- **Prompt**
Copy the stretch from the line containing "entry: **grassy slope**" through the last line, and shift every polygon coordinate in the answers by adding 95 while leaving all other text unchanged.

- **Data extract**
....

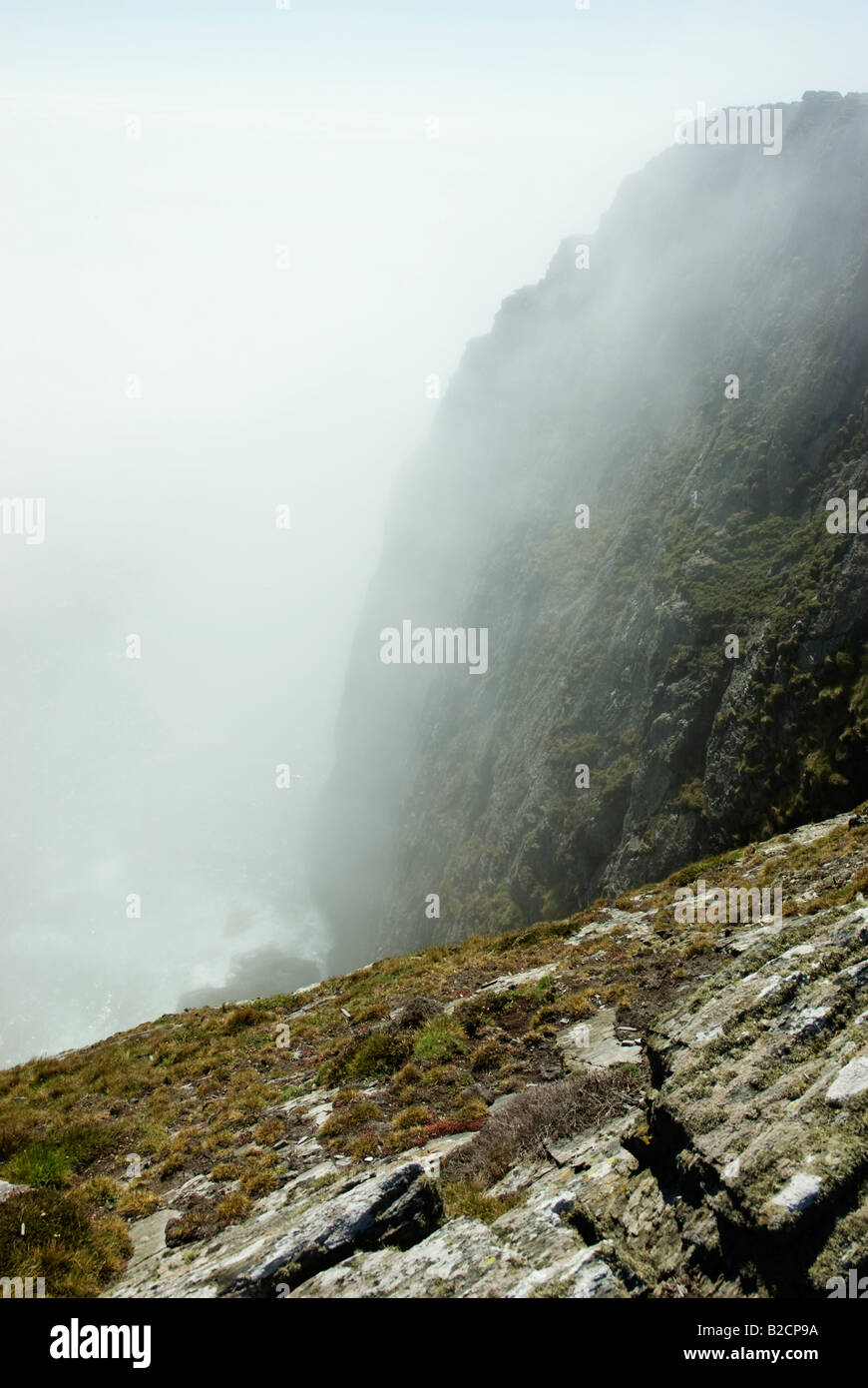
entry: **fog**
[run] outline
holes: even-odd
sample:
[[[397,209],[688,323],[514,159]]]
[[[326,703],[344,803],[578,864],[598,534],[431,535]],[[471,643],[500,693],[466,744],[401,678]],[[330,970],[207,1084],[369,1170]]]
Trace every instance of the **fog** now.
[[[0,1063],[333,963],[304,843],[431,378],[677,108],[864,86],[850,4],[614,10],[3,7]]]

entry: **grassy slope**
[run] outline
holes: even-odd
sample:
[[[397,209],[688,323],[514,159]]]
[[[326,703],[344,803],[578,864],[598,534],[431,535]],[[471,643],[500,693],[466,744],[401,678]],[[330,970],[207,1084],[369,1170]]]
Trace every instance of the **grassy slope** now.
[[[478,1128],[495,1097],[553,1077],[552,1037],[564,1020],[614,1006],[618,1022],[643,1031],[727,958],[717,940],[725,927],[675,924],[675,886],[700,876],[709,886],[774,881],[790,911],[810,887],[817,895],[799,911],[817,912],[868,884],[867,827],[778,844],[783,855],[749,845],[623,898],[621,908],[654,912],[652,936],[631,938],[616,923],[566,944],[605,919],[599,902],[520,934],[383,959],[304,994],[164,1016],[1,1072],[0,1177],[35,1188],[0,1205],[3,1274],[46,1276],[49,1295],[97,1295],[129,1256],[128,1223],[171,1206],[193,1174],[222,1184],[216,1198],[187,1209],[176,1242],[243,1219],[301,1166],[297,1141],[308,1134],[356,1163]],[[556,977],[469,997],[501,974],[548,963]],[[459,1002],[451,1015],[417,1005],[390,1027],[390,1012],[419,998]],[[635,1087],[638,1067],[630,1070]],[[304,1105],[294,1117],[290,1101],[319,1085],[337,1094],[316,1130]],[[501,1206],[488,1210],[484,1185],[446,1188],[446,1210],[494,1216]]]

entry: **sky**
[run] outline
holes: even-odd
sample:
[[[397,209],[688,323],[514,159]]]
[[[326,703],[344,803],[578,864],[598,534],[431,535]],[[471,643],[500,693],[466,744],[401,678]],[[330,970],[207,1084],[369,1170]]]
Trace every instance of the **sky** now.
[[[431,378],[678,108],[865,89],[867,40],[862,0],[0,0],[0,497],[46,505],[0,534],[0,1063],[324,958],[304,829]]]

....

- **Correct answer**
entry: **grassy slope**
[run] outline
holes: even-odd
sample:
[[[397,209],[688,323],[514,159]]]
[[[326,703],[344,803],[578,864],[598,534],[431,535]],[[471,643],[500,693],[466,744],[401,678]],[[330,970],[207,1084],[369,1170]]]
Trace every instance of the **grassy slope** now.
[[[573,1223],[590,1192],[648,1172],[647,1132],[659,1115],[709,1101],[713,1117],[738,1126],[822,1053],[812,1035],[820,1022],[770,1019],[770,981],[795,971],[804,981],[869,976],[885,1006],[905,982],[912,990],[894,1006],[912,1007],[963,979],[962,922],[873,939],[878,950],[844,940],[718,993],[716,1003],[749,1007],[747,1031],[726,1033],[711,1018],[661,1039],[700,1014],[694,997],[615,1029],[478,1054],[399,1089],[259,1111],[96,1167],[95,1272],[130,1283],[95,1300],[98,1369],[141,1371],[144,1390],[192,1390],[224,1351],[223,1318],[266,1301],[288,1269],[317,1279],[311,1293],[282,1304],[271,1337],[338,1314],[396,1261],[392,1236],[403,1229],[451,1258]],[[651,1072],[564,1092],[596,1069],[643,1058]],[[554,1097],[546,1110],[512,1100],[485,1122],[485,1107],[514,1093]],[[730,1182],[733,1162],[725,1165]],[[399,1200],[389,1212],[385,1196],[414,1180],[432,1189],[411,1225]],[[596,1301],[583,1305],[579,1280],[541,1283],[541,1305],[589,1311]]]

entry: **sky**
[run] outline
holes: even-odd
sample:
[[[397,209],[688,323],[514,159]]]
[[[326,703],[344,803],[578,864],[598,534],[431,535]],[[471,643],[500,693],[466,744],[401,678]],[[330,970],[207,1084],[369,1170]]]
Trace every instance of the **sky** now.
[[[526,473],[773,203],[960,184],[962,135],[957,95],[95,95],[95,592],[141,600],[95,629],[95,1158],[419,1053],[399,924]]]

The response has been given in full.